Objective: Repeat verbatim the lines of the data below, beginning with the line containing "Find the sunglasses" and continuing to the end.

────────────────────────────────────────

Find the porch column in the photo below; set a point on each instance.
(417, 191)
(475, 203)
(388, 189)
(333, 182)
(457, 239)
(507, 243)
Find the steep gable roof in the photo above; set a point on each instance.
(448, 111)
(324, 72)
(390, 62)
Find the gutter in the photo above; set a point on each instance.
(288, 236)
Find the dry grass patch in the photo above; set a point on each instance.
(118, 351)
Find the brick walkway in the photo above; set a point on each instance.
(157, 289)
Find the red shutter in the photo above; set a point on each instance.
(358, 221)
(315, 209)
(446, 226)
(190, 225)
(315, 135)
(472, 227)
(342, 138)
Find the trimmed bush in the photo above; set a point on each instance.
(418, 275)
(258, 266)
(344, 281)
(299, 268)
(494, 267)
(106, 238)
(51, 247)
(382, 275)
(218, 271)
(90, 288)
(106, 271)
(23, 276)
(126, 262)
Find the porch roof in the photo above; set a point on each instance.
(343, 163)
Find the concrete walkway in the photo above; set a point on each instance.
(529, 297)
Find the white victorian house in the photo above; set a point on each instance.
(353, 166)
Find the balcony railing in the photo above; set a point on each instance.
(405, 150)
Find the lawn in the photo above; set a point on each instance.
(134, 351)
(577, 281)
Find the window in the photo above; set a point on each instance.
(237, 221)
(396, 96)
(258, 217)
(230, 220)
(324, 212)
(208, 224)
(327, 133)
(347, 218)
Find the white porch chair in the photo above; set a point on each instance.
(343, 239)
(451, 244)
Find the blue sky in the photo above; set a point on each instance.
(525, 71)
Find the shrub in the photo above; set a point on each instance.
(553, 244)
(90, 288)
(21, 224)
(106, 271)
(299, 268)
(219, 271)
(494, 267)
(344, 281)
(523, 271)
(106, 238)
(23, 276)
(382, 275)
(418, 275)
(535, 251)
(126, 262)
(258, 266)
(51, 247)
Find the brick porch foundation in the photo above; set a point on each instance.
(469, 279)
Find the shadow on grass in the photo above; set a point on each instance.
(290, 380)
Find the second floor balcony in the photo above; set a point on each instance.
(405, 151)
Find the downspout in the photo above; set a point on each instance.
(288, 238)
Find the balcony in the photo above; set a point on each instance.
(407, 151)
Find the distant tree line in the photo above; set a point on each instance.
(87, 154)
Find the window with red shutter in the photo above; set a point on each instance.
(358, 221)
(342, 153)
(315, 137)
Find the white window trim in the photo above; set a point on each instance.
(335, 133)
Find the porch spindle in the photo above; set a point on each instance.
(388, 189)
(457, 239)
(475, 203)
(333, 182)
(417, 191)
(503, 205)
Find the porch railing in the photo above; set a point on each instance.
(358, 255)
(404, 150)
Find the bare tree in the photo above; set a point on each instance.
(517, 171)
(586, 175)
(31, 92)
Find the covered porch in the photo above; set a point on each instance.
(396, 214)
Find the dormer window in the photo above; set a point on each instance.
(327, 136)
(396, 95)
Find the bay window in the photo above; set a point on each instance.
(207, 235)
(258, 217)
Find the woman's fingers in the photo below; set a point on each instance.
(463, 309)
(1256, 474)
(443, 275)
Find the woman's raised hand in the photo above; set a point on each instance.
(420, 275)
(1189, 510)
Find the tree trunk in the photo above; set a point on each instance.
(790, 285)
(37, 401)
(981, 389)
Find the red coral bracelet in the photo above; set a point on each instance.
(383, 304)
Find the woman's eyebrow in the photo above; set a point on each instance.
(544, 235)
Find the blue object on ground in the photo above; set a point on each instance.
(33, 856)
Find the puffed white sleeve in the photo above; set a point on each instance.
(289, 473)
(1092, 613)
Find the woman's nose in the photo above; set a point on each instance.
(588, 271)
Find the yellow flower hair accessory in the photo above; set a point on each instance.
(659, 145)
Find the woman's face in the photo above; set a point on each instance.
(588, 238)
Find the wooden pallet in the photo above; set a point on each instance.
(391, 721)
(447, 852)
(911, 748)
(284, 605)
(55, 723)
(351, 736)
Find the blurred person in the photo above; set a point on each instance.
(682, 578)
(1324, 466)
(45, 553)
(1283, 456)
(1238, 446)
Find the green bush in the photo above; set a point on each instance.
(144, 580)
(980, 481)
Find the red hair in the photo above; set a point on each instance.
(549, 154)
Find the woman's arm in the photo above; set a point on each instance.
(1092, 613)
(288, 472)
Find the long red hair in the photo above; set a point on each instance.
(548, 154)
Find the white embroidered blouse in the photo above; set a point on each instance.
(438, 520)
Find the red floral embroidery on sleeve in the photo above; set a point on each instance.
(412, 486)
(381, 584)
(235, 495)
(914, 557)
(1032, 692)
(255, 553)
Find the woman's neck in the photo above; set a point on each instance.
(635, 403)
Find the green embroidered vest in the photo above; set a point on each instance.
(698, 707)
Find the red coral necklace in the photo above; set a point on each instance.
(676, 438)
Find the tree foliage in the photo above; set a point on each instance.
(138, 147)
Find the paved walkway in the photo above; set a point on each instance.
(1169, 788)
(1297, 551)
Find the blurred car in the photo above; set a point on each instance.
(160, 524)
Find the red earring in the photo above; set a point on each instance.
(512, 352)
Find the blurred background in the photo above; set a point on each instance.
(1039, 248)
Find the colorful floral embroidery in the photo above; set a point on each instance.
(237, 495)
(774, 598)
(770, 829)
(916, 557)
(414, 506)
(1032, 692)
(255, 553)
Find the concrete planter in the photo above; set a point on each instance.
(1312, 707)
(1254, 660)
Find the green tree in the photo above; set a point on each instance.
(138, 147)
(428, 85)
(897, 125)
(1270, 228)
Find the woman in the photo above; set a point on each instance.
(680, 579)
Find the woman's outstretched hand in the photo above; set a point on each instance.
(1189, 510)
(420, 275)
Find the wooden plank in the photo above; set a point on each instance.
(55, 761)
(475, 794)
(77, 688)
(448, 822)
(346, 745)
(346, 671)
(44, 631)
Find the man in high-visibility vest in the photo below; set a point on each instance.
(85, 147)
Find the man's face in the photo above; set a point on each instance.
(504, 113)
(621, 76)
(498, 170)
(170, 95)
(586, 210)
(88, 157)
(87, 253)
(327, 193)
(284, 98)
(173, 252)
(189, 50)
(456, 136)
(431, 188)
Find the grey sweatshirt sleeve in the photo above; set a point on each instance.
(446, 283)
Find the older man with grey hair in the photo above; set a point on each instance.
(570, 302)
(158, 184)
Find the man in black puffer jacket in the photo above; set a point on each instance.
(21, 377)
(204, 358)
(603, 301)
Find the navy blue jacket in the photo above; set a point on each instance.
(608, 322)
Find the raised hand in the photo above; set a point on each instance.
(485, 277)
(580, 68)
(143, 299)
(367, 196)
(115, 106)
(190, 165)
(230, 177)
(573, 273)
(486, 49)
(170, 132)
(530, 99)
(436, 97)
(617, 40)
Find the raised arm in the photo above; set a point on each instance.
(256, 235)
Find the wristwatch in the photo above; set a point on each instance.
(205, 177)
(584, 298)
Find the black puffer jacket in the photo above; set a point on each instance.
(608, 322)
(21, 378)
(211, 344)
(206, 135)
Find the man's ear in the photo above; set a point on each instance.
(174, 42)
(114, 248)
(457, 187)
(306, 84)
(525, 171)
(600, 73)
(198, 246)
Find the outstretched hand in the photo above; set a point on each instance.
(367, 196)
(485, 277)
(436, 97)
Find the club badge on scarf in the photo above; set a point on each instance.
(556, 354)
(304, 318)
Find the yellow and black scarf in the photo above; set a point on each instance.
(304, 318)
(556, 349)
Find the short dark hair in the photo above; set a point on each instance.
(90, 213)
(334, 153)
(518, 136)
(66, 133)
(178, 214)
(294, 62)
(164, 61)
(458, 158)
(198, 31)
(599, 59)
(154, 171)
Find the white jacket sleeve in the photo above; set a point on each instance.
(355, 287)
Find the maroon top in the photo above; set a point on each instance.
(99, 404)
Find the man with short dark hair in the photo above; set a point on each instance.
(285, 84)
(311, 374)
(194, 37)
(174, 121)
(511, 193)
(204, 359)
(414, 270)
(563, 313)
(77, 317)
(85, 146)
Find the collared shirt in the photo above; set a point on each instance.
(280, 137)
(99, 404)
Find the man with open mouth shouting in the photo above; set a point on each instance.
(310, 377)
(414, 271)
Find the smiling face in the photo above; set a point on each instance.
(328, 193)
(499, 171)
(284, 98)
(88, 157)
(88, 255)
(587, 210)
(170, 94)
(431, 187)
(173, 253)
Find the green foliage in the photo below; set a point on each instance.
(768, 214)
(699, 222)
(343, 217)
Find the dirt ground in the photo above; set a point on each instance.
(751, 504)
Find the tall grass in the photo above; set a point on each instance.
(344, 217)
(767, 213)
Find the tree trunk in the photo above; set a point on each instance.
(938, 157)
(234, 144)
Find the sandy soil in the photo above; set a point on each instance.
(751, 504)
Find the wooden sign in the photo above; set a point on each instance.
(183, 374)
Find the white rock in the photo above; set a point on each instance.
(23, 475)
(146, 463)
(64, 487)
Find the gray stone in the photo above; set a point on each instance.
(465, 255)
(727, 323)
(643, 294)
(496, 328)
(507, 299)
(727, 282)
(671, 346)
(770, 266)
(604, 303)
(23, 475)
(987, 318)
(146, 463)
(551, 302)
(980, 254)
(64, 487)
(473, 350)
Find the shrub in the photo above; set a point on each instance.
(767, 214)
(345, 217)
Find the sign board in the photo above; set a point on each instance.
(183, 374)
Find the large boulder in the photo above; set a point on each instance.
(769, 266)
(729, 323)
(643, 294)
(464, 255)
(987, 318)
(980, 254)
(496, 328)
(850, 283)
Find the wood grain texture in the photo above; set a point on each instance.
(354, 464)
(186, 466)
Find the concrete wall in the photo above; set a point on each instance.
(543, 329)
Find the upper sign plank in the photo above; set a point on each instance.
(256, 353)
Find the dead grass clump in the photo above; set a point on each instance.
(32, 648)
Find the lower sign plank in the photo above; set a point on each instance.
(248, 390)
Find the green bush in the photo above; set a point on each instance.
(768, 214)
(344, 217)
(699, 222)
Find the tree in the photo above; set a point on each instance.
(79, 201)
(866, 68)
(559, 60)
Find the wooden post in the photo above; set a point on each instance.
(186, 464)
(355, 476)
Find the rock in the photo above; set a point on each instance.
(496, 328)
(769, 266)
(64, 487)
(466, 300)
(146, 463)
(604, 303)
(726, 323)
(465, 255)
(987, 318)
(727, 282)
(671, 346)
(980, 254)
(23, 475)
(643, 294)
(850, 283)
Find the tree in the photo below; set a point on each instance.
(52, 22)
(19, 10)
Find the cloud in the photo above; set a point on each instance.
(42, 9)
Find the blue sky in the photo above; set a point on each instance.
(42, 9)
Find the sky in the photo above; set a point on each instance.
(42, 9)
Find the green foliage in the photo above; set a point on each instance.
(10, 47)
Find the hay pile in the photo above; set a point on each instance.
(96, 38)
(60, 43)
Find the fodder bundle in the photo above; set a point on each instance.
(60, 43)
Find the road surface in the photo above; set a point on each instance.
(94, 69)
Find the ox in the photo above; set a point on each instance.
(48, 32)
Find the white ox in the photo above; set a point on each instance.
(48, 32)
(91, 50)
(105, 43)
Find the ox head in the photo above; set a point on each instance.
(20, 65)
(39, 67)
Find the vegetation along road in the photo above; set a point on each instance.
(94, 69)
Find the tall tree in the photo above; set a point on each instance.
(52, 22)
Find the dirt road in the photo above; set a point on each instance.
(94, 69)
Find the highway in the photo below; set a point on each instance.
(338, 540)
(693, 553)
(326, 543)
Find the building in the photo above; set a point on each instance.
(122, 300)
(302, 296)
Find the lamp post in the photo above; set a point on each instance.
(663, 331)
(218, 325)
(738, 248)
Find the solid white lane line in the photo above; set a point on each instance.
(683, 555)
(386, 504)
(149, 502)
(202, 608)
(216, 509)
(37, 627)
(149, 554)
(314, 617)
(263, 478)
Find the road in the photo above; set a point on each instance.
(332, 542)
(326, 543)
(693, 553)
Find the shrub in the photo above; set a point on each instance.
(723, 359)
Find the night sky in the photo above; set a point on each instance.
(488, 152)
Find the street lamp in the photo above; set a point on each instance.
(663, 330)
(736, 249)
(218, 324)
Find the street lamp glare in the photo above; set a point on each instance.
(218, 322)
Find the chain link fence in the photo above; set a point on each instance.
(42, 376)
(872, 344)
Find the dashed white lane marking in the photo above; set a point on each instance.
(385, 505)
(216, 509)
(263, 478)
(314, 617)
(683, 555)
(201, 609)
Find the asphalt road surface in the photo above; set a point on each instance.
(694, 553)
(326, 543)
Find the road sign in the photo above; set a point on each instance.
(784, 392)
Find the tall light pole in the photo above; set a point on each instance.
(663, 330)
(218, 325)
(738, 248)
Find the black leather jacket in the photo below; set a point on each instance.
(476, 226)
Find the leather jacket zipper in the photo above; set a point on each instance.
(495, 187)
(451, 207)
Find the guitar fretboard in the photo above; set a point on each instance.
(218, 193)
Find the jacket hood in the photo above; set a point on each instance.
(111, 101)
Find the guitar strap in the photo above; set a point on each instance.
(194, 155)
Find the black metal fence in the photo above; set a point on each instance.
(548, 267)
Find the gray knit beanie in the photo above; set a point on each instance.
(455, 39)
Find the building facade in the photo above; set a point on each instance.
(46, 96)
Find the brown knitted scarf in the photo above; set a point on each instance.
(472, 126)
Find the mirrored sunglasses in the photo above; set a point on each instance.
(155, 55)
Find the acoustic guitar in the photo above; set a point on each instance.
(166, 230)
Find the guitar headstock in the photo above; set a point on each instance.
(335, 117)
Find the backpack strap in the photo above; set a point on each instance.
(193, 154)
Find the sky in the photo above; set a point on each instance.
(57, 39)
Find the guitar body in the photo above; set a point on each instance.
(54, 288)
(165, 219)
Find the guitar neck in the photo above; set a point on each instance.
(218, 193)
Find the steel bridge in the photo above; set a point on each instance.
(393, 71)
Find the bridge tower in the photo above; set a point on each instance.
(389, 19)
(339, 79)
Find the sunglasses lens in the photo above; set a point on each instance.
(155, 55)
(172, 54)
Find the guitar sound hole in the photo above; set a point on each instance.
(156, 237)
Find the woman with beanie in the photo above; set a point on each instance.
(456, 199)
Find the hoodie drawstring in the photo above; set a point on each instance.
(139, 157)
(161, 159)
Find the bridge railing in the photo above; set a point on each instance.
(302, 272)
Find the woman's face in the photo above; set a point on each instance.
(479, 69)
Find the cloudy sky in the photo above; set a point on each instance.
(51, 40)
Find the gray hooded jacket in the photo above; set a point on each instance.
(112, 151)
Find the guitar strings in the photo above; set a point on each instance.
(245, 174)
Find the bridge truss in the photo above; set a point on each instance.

────────────────────────────────────────

Finished task:
Find the sunglasses lens in the photo above; set a point on each instance.
(155, 55)
(172, 54)
Find the guitar sound hole in the photo above; set a point on each instance.
(156, 237)
Find the woman with beanie in the photo above; set a point on each instance.
(456, 199)
Find the hoodie drawstring in the photo above; set a point on each instance.
(139, 157)
(161, 159)
Find the bridge railing in the photo above; set a point on each instance.
(302, 272)
Find the woman's face in the photo above; set a point on each instance.
(479, 69)
Find the cloudy sky in the photo above; set a point on each instance.
(51, 40)
Find the gray hooded jacket in the photo above; set a point on each instance.
(112, 151)
Find the guitar strings in the photo above; set a point on each instance.
(245, 174)
Find the bridge truss in the photo above; set a point on each instance.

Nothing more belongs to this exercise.